> **What this task involves**: When you copy the entries, keep every word exactly as it stands.

> **Recorded data**:
▬▬▬▬▬▬

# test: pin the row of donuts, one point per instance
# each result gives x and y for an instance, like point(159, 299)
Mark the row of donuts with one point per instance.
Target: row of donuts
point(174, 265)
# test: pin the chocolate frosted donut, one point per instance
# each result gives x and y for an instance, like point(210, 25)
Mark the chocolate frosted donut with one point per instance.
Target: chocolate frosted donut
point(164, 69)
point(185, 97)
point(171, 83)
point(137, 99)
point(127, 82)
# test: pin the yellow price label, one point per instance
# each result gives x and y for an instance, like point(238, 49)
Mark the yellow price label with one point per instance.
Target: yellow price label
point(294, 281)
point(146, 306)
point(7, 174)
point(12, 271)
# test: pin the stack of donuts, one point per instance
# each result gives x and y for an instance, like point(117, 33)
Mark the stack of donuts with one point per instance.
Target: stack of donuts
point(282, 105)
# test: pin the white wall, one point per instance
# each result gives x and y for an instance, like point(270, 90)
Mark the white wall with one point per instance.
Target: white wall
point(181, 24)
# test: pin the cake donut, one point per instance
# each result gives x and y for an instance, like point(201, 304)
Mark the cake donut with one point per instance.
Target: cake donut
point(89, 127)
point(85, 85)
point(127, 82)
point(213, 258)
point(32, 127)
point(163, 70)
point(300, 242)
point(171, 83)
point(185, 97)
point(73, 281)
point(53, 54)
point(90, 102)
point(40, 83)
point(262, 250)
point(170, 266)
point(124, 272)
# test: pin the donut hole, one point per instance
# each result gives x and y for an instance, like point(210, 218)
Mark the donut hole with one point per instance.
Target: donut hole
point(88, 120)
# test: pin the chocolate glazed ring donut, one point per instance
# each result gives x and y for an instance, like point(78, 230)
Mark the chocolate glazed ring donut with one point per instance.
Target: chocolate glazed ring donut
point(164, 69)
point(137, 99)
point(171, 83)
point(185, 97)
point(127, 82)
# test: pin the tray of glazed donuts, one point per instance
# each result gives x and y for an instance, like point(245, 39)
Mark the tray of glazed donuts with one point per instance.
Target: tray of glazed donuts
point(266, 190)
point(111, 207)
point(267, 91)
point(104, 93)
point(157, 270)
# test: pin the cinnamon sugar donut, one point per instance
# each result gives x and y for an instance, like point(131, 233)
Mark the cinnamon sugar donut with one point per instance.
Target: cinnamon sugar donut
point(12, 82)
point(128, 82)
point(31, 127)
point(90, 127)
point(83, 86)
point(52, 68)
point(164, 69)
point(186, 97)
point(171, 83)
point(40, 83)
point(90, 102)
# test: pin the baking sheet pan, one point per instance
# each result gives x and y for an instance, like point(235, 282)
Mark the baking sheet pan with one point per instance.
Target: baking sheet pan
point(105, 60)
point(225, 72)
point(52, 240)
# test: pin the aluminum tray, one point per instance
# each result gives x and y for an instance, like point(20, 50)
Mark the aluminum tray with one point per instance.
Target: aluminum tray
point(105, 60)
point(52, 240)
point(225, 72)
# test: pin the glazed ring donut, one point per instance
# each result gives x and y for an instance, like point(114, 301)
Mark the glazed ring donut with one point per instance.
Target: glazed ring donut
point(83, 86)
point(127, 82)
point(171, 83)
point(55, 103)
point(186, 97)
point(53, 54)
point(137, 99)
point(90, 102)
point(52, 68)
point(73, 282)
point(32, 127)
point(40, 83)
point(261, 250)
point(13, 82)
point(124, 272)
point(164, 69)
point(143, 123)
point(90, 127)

▬▬▬▬▬▬

> **Answer for the task**:
# test: pin the row of donuts, one point per instance
# each result gives x and y for an instance, like point(159, 299)
Mark the row of donuts with one point per instance.
Target: row of donuts
point(174, 265)
# test: pin the chocolate frosted donut, one point per instance
# each result gives x and y for an instance, like point(210, 25)
Mark the chocolate frosted donut with one point per instance.
Target: chocolate frosted donut
point(164, 69)
point(185, 97)
point(171, 83)
point(137, 99)
point(127, 82)
# test: pin the yellow price label, one point per instance
# each result gives x and y for an instance, like point(238, 49)
Mark the yellow price label with one point per instance.
Target: yellow price label
point(294, 281)
point(146, 306)
point(7, 174)
point(12, 271)
# test: pin the stack of donuts, one point per instance
# each result gives x and y for an instance, like point(117, 33)
Mark the stack of donuts with one point per instance.
Target: stack of donuts
point(282, 105)
# test: pin the white wall, one point per instance
# each result gives x and y for an instance, like point(270, 90)
Mark the white wall with one point per instance.
Target: white wall
point(181, 24)
# test: pin the cake donut, one point per instance
# each result gives x and y for an instance, like point(201, 304)
Mark the cake donut with one point per instance.
Target: cake donut
point(89, 127)
point(85, 85)
point(127, 82)
point(213, 258)
point(32, 127)
point(163, 70)
point(300, 242)
point(171, 83)
point(185, 97)
point(73, 281)
point(53, 54)
point(90, 102)
point(40, 83)
point(262, 250)
point(170, 266)
point(124, 272)
# test: pin the donut hole, one point per instance
# each result gives x and y for an instance, like point(210, 218)
Mark the donut hole with one point per instance.
Target: donut hole
point(88, 120)
# test: pin the chocolate glazed ring donut, one point per instance
# each result gives x and y for an instance, like point(78, 230)
Mark the chocolate glazed ring donut with one point per instance.
Target: chocolate glazed ring donut
point(164, 69)
point(137, 99)
point(171, 83)
point(185, 97)
point(127, 82)
# test: pin the tray of glazed donuts, one point per instance
# each result gives x and y for an instance, like point(245, 39)
Mark the tray of glazed donuts with one point per instance.
Target: tray of glazed donuts
point(266, 190)
point(111, 207)
point(267, 91)
point(104, 93)
point(157, 270)
# test: pin the cinnamon sugar donut, one point per instance
# each result gives x and y for an instance, like point(131, 233)
Mark the cinnamon sugar donut with one point per instance.
Target: cinnamon sugar donut
point(12, 82)
point(128, 82)
point(31, 127)
point(90, 127)
point(83, 86)
point(52, 68)
point(164, 69)
point(186, 97)
point(171, 83)
point(40, 83)
point(90, 102)
# test: pin the baking sheet pan, one point per instance
# each result gives x and y for an instance, like point(235, 282)
Mark the baking sheet pan with one point per instance.
Target: baking sheet pan
point(105, 60)
point(225, 72)
point(52, 240)
# test: pin the aluminum tray, one point per instance
# each result gives x and y for an instance, like point(20, 50)
Mark the aluminum tray with one point per instance.
Target: aluminum tray
point(105, 60)
point(52, 240)
point(225, 72)
# test: pin the glazed ring donut, one point per instance
# each result gives x and y for an instance, like point(114, 301)
Mark the glazed ring donut with one point per instance.
Target: glazed ring donut
point(83, 86)
point(127, 82)
point(171, 83)
point(55, 103)
point(186, 97)
point(53, 54)
point(137, 99)
point(90, 102)
point(52, 68)
point(73, 282)
point(32, 127)
point(40, 83)
point(261, 250)
point(13, 82)
point(124, 272)
point(164, 69)
point(143, 123)
point(90, 127)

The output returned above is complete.